Given request: Reproduce the records below, replacing "Trace every instance" with "Outline each instance" wherever it occurs and leaving every other character unchanged.
========================
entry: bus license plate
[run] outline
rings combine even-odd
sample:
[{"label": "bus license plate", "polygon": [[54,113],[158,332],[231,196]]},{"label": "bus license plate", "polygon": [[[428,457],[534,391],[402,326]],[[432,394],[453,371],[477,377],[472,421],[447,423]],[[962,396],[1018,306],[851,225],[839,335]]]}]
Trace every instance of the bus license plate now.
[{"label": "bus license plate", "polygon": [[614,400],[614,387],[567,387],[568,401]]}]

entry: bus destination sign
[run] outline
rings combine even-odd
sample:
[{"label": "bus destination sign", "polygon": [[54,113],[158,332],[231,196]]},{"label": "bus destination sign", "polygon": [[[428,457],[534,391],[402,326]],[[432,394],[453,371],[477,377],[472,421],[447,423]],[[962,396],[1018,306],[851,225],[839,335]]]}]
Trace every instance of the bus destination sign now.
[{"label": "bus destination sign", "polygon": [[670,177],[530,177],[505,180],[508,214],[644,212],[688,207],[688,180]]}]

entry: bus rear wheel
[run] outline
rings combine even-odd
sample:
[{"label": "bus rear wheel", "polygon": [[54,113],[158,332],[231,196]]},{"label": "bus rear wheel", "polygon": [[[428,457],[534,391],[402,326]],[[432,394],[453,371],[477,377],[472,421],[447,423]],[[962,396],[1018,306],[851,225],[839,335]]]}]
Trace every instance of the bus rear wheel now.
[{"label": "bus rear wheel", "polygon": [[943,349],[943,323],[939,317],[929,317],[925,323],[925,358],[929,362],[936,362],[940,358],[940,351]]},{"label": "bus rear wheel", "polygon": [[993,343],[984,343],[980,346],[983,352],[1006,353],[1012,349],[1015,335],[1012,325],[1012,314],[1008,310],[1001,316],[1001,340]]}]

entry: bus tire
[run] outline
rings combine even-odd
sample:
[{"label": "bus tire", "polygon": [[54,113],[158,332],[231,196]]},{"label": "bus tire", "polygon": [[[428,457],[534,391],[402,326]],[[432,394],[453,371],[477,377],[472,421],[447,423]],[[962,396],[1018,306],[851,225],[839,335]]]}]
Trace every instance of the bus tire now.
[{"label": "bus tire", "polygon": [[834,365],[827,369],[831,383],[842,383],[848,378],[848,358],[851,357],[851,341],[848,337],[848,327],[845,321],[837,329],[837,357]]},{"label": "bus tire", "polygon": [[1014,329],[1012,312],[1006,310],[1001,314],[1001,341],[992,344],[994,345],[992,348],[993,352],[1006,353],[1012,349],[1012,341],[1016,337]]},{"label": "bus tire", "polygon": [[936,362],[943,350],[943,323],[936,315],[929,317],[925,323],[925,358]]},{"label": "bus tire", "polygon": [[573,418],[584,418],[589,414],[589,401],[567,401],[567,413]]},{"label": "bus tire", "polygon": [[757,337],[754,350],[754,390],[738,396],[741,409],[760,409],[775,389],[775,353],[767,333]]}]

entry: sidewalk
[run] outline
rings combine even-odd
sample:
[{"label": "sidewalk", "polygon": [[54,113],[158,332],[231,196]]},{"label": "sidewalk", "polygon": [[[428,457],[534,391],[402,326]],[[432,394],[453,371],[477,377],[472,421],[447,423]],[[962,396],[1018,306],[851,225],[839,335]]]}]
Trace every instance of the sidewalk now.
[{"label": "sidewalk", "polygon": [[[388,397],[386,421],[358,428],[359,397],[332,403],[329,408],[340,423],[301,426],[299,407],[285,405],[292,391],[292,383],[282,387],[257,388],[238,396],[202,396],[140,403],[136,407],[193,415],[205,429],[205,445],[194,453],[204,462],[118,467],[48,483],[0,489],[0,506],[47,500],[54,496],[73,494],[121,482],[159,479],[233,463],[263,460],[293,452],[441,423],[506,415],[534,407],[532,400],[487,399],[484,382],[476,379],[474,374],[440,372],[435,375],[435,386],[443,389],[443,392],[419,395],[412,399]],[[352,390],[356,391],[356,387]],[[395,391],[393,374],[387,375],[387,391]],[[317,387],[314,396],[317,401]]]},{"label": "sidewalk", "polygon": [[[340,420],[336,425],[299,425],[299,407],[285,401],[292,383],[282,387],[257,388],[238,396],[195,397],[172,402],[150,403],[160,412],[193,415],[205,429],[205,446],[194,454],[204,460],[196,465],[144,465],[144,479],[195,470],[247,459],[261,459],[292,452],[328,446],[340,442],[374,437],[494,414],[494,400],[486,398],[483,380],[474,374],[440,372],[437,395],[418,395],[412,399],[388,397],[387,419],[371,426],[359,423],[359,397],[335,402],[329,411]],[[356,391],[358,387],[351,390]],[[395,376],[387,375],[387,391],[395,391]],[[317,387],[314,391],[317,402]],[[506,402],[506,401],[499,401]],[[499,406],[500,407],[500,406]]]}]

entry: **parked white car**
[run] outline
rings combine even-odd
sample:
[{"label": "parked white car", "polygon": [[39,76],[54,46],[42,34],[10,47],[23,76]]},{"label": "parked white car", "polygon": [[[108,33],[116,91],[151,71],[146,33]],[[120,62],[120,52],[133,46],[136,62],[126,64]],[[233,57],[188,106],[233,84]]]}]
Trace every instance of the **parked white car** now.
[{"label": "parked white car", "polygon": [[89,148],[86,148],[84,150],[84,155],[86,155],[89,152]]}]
========================
Task response:
entry: bus license plate
[run] outline
rings combine even-odd
sample:
[{"label": "bus license plate", "polygon": [[54,113],[158,332],[231,196]]},{"label": "bus license plate", "polygon": [[[428,457],[534,391],[402,326]],[[432,394],[453,371],[477,377],[472,421],[447,423]],[[962,396],[1018,306],[851,225],[839,335]]]}]
Outline each instance of the bus license plate now.
[{"label": "bus license plate", "polygon": [[614,400],[614,387],[567,387],[568,401]]}]

entry: bus destination sign
[run] outline
rings combine even-odd
sample:
[{"label": "bus destination sign", "polygon": [[54,113],[158,332],[231,196]]},{"label": "bus destination sign", "polygon": [[[428,457],[534,391],[402,326]],[[432,394],[453,371],[477,377],[472,421],[447,423]],[[962,396],[1018,306],[851,225],[839,335]]]}]
Outline each instance of the bus destination sign now.
[{"label": "bus destination sign", "polygon": [[670,177],[530,177],[505,180],[508,214],[644,212],[688,207],[688,180]]}]

entry: bus rear wheel
[run] outline
rings combine even-odd
sample:
[{"label": "bus rear wheel", "polygon": [[54,113],[158,332],[231,196]]},{"label": "bus rear wheel", "polygon": [[[428,457],[534,391],[402,326]],[[432,394],[453,371],[477,377],[472,421],[447,423]],[[962,396],[1018,306],[851,225],[839,335]]]}]
Outline each instance of the bus rear wheel now.
[{"label": "bus rear wheel", "polygon": [[943,349],[943,323],[939,317],[929,317],[925,323],[925,358],[929,362],[936,362],[940,358],[940,351]]},{"label": "bus rear wheel", "polygon": [[993,343],[984,343],[980,346],[983,352],[1006,353],[1012,349],[1015,335],[1012,325],[1012,314],[1008,310],[1001,316],[1001,340]]}]

entry: bus tire
[run] outline
rings combine even-odd
sample:
[{"label": "bus tire", "polygon": [[54,113],[158,332],[231,196]]},{"label": "bus tire", "polygon": [[[428,457],[534,391],[402,326]],[[432,394],[453,371],[477,377],[472,421],[447,423]],[[962,396],[1018,306],[851,225],[839,335]]]}]
Outline each instance of the bus tire now.
[{"label": "bus tire", "polygon": [[834,365],[827,369],[831,383],[842,383],[848,378],[848,358],[851,357],[851,341],[848,337],[848,327],[845,321],[837,329],[837,357]]},{"label": "bus tire", "polygon": [[1014,329],[1012,312],[1006,310],[1001,314],[1001,341],[992,344],[994,345],[992,348],[993,352],[1006,353],[1012,349],[1012,341],[1016,337]]},{"label": "bus tire", "polygon": [[936,362],[943,350],[943,323],[936,315],[929,317],[925,323],[925,358]]},{"label": "bus tire", "polygon": [[573,418],[584,418],[589,414],[589,401],[567,401],[567,413]]},{"label": "bus tire", "polygon": [[757,337],[754,350],[754,390],[738,396],[741,409],[760,409],[775,389],[775,353],[767,333]]}]

entry: sidewalk
[run] outline
rings combine even-odd
sample:
[{"label": "sidewalk", "polygon": [[54,113],[158,332],[231,196]]},{"label": "sidewalk", "polygon": [[[428,457],[534,391],[402,326]],[[432,394],[453,371],[477,377],[472,421],[447,423]],[[962,396],[1018,306],[851,225],[839,335]]]}]
Outline each instance of the sidewalk now.
[{"label": "sidewalk", "polygon": [[[388,397],[386,421],[358,428],[359,397],[332,403],[329,408],[340,423],[301,426],[299,407],[285,405],[292,391],[292,383],[282,387],[257,388],[238,396],[202,396],[140,403],[136,407],[193,415],[205,429],[205,445],[194,453],[204,462],[118,467],[48,483],[0,489],[0,506],[47,500],[54,496],[73,494],[121,482],[159,479],[233,463],[263,460],[293,452],[441,423],[506,415],[534,407],[532,400],[487,399],[484,382],[476,379],[474,374],[440,372],[435,375],[435,386],[443,389],[443,392],[419,395],[412,399]],[[352,390],[356,391],[356,387]],[[395,391],[393,374],[387,375],[387,391]],[[317,387],[314,396],[317,401]]]},{"label": "sidewalk", "polygon": [[[340,420],[336,425],[299,425],[299,407],[285,401],[292,383],[282,387],[257,388],[238,396],[195,397],[172,402],[150,403],[160,412],[193,415],[205,429],[205,446],[194,454],[204,460],[196,465],[144,465],[144,479],[195,470],[247,459],[261,459],[292,452],[328,446],[340,442],[374,437],[494,414],[494,400],[486,398],[483,380],[474,374],[440,372],[437,395],[418,395],[412,399],[388,397],[387,419],[371,426],[359,423],[359,397],[335,402],[329,411]],[[356,391],[358,387],[351,390]],[[395,376],[387,375],[387,391],[395,391]],[[317,387],[314,391],[317,402]],[[506,402],[506,401],[499,401]],[[499,406],[500,407],[500,406]]]}]

entry: **parked white car**
[run] outline
rings combine even-odd
sample:
[{"label": "parked white car", "polygon": [[39,76],[54,46],[42,34],[10,47],[23,76]]},{"label": "parked white car", "polygon": [[[108,33],[116,91],[151,71],[146,33]],[[120,62],[120,52],[133,46],[136,62],[126,64]],[[233,57],[188,106],[233,84]]]}]
Outline each instance of the **parked white car** now.
[{"label": "parked white car", "polygon": [[89,148],[86,148],[84,150],[84,155],[86,155],[89,152]]}]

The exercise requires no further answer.